En 2008, avec l’arrivée de Ban Ki Moon aux Nations unies, celui-ci propose aux deux capitales une nouvelle négociation. Celle-ci comportait deux étapes : une étape diplomatique, de six mois à un an, faisant la continuité de la première médiation et visant toujours à trouver un arrangement. Et, une deuxième phase n’intervenant qu’en en cas d’échec de la première. Strictement juridique, cette deuxième étape doit permettre la négociation et la conclusion d’un compromis juridictionnel. Ce qui signifie que les deux Etats doivent signer un traité permettant qu’ils soient jugés sur le plan international. Ce qui est presque fait.
Le Blocage
En juin 2008, à l’ouverture des négociations à New-York, la Guinée Equatoriale demande de passer outre la première phase et d’aller directement à la deuxième. La conduite de cette médiation est alors confiée au suisse Nicolas Michel, ancien secrétaire général adjoint des Nations unies en charge des affaires juridiques. Elle se poursuit jusqu’à ce jour avec 90% de réalisation du traité. Il ne reste qu’un seul article objet d’un blocage depuis juillet 2010. Ce qui a amené le médiateur à suspendre temporairement les sessions de la médiation et à solliciter le Secrétaire général de l’ONU pour l’organisation du sommet qui aura lieu les 24 et 25 février à New-York, mettant face à face les deux chefs d’Etats et écartant pour un moment les experts en vue du déblocage de la situation pour la rédaction terminale du compromis juridictionnel.
Selon Guy Rossatanga Rignault, l’article premier de ce compromis juridictionnel comporte la question fondamentale que pose chacun des antagonistes au juge ou à la Cour dont ils vont reconnaitre la compétence. Chacune des parties doit en effet définir l’objet du litige. Plus simplement, elle formule, dans cet article 1, la question à la quelle elle voudrait voir le juge répondre. De la définition de cette question du litige dépendra tout le reste de la procédure.
En substance, la Guinée Equatoriale demande « À qui appartient l’île Mbanié ? » Et Guy Rossatanga Rignault de marquer son étonnement : «Pourquoi, lorsqu’on est propriétaire d’un bien, demander si on est propriétaire de ce bien. Si on pose cette question, c’est qu’on doute soi-même de sa propriété. Or, pour ce qui concerne le Gabon, il n’y a pas de doute sur cette propriété qui est établie par le traité de 1900 et la convention de 1974.»

#### INFORMATIONS FOURNIES
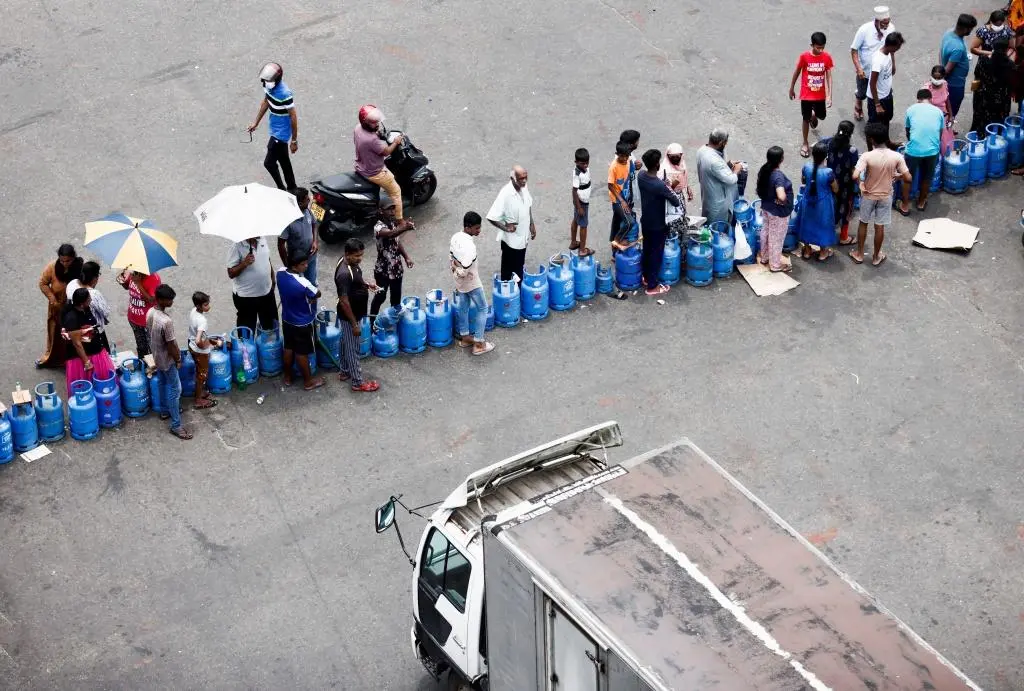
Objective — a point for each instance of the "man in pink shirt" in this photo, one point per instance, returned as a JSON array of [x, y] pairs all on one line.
[[371, 150]]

#### CONSIGNES
1. Relevez toutes les personnes désignées par leur nom dans le texte sur l'île Mbanié.
2. Poursuivez, s'il vous plaît, le texte sur l'île Mbanié à partir de sa dernière phrase.
La liste ne sert à rien pour ce travail.

#### RÉSULTATS DE L'EXERCICE
1. Ban Ki Moon, Nicolas Michel, Guy Rossatanga Rignault

2.
Le Gabon n’accepte ni ne pose cette question. «Nous ne doutons pas que Mbanié est une île gabonaise. Nous n’allons pas demander à un tiers à qui appartient notre bien.» La question que pose le Gabon est celle-ci : « La convention de 1900 et celle de 1974 ne répondent-elles donc pas à la question posée par les Equato-guinéens ?»
Ceux-ci ne veulent évidemment pas de cette question, de même que la partie gabonaise ne veut pas de la question formulée par les Guinéens. «D’autant plus que, explique Guy Rossatanga Rignault, s’il s’agit de faire un pas l’un vers l’autre, c’est à celui qui conteste la souveraineté de l’autre de faire ce pas. Ce sont les Equato-guinéens qui ont un problème et non les Gabonais. Ce sont les Equato-guinéens qui ont voulu porter ce différend devant la Cour internationale de justice et pas les Gabonais. Ils doivent donc accepter d’aller à la Haye sur la base que nous posons, parce que nous, nous n’avons pas de problème. Mbanié n’est pas un problème gabonais, Mbanié est un problème guinéen.»
L’île problématique n’est distante que de 16 km de Bolokoboué (pointe terrestre gabonaise situé au Cap Estérias) et de 36 km de l’aéroport de Libreville alors que son point le plus proche de la Guinée Equatoriale est à 66 Km d’elle.
Nouveaux tracés et pétrole
Un décret signé par le président Obiang Nguéma Mbazogho en 1999 fixe unilatéralement la frontière de son pays avec le Gabon. Ceci vient remettre en question le traité de 1900 complété par celui de 1974. Or, la coutume dans le droit international interdit à un Etat de fixer unilatéralement ses frontières. Celles-ci doivent être le produit de la rencontre de la volonté de deux Etats par le biais d’un traité. De plus, en redessinant unilatéralement leurs frontières, les Equato-guinéens ont tracé, à leur convenance, une courbe passant par le large de Cocobeach (Gabon) et de Libreville avant de gagner la haute mer à la frontière du Gabon et de Sao-Tomé et Principe.
L’exposé de Guy Rossatanga Rignault révèle par ailleurs qu’en 50 ans d’exploration, personne ni aucune compagnie n’a jamais découvert la moindre trace d’huile sur ou autour de Mbanié. Il n’y a donc «pas une seule goutte de pétrole sur Mbanié.» Economiquement, la zone n’est que relativement poissonneuse. Alors que seuls les Etats insulaires sont autorisés à fixer leurs frontières à partir d’îles, la Guinée Equatoriale qui n’est pas un Etat insulaire, considère Mbanié comme la dernière partie de son territoire et a tracé sa frontière à équidistance entre cette île et le Cap Estérias. Le pays d’Obiang Nguema Mbazogho s’accapare ainsi un vaste espace couvrant la zone économique exclusive du Gabon entre le Gabon et Sao-Tomé. Il est à préciser que la zone exclusive économique commence à 250 km après la côte et l’île Mbanié se trouve à 16 km de la côte gabonaise, donc dans les eaux gabonaises.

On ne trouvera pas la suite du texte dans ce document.